* Provided information
# # #

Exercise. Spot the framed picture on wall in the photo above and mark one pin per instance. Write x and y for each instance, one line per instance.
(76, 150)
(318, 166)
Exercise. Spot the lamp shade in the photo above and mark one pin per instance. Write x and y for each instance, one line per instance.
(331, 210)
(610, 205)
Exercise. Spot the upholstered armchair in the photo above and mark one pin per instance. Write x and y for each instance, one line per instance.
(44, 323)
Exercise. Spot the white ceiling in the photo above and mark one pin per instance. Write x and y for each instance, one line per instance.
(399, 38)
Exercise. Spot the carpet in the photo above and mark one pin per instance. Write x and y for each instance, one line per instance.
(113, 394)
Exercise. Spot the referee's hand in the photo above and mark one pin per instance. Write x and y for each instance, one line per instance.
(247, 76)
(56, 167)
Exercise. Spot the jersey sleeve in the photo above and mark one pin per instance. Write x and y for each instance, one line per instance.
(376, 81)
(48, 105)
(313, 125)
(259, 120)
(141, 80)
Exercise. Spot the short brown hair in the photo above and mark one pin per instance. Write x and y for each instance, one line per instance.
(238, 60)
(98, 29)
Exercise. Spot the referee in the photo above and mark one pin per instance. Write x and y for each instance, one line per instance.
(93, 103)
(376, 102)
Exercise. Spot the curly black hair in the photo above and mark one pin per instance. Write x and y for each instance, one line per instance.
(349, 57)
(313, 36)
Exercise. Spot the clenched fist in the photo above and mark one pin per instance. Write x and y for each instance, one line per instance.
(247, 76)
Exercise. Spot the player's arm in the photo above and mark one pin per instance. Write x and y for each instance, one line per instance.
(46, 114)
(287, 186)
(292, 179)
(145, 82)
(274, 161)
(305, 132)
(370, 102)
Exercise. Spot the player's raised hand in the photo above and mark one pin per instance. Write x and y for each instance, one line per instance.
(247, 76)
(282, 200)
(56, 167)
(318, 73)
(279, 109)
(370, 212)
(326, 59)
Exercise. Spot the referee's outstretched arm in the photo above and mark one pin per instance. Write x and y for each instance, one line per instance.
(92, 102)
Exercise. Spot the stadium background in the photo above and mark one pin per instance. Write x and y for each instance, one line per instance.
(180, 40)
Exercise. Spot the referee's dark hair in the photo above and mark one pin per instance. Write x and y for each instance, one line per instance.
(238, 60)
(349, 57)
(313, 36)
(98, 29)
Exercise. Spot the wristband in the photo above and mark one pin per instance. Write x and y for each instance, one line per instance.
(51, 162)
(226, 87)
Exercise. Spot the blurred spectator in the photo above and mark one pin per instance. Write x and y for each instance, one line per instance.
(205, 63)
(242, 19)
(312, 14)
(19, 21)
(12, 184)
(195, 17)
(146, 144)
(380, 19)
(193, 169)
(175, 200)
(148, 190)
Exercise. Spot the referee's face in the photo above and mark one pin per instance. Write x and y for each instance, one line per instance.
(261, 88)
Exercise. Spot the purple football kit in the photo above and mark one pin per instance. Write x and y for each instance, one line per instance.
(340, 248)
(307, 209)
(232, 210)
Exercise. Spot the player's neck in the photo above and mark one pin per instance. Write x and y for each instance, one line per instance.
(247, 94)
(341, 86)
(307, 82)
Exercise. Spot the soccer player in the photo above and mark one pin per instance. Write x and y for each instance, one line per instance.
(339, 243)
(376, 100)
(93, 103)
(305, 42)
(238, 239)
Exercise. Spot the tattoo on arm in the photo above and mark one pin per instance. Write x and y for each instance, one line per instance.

# # #

* Task
Extract the data exactly as given.

* Task output
Exercise. Spot the framed picture on wall in the photo above and mark one pin per instance. Write x and y for each instance, one line per instance.
(76, 150)
(318, 166)
Exercise. Spot the lamp shade in the photo above and mark one pin per instance. Write x and y for each instance, one line per instance.
(331, 210)
(610, 205)
Exercise. Spot the upholstered armchair in the photo above and mark one pin per instance. Write x and y for each instance, one line per instance.
(44, 323)
Exercise. Spot the white ceiling in the photo above and mark one pin per instance. Write x and y for each instance, one line per instance.
(399, 38)
Exercise. Spot the carpet in the photo above and mark one pin per instance. Write x and y for each instance, one line per instance.
(113, 394)
Exercise. Spot the referee's hand in the photo above and mark one pin per instance. Write x and y for each instance, one line per instance.
(247, 76)
(56, 167)
Exercise. Spot the jersey sleeve in the photo above and mark one pin per instance. Write x and y for each instance, one line per instance.
(376, 81)
(48, 105)
(313, 125)
(259, 120)
(141, 80)
Exercise. Spot the short brown hair in the photo above and mark one pin per instance. Write x and y for each instance, one line per instance.
(238, 60)
(98, 29)
Exercise. Spot the referee in the photo above and mark one pin per instance. Write x and y for each instance, one line per instance.
(93, 103)
(376, 102)
Exercise. Spot the curly black hair in the photo above and mark one pin per instance. Write x and y for each instance, one line per instance.
(349, 57)
(313, 36)
Exercise. Spot the clenched fist in the photo above and mark one pin per instance. Write x and y for each instance, one line per instance.
(247, 76)
Exercise. Spot the player's arm in the photo above and mark one pin per instance. Write x and y for each instance, one line per instance.
(46, 114)
(287, 186)
(292, 179)
(145, 82)
(274, 161)
(305, 132)
(370, 102)
Exercise. Spot the player's raised hand in the photo above and mark one pin per instance. Write x and y for each instance, one line per instance.
(247, 76)
(282, 200)
(56, 167)
(318, 73)
(279, 109)
(370, 212)
(326, 59)
Exercise. Spot the referee's outstretched arm in the photo above and mark one pin per instance. Write x and y for each instance, one line per instance.
(92, 102)
Exercise. Spot the stadium background in the photo above and mark one pin per instance. Write x and y for each instance, one line per instance.
(180, 40)
Exercise. Spot the referee's dark hair in the photo above and mark one pin per instance. Write x and y for each instance, one line per instance.
(238, 60)
(349, 57)
(313, 36)
(98, 29)
Exercise. Spot the wristband in the photo above and mark one pin per instance. Write x and y for each instance, one line per instance.
(51, 162)
(226, 87)
Exercise. Spot the blurred spectator in the photo above and mark one pin per instance. Write x and y for each instance, one line per instance.
(205, 63)
(242, 19)
(312, 14)
(19, 21)
(12, 184)
(195, 17)
(146, 144)
(380, 19)
(193, 169)
(175, 200)
(148, 190)
Exercise. Spot the referee's face in the photo above and mark one pin per instance. Write x and y for each instance, one line per instance.
(261, 88)
Exercise. Spot the purple football kit in the photo above and mark one pin per instance. Write x and y for each instance, one line per instance.
(340, 248)
(307, 209)
(232, 210)
Exercise. Spot the player's neck in the photo above and mark one pin per instance. Write x and y for each instance, one line per instance.
(247, 94)
(341, 86)
(307, 82)
Exercise. Spot the soccer player in the photo above and mark one pin per instance. Write x and y for each instance, one line per instance.
(339, 243)
(376, 100)
(93, 103)
(305, 42)
(238, 239)
Exercise. Spot the tattoo on arm in the photo above and mark one pin per instance. Write x and y for each instance, one line per instance.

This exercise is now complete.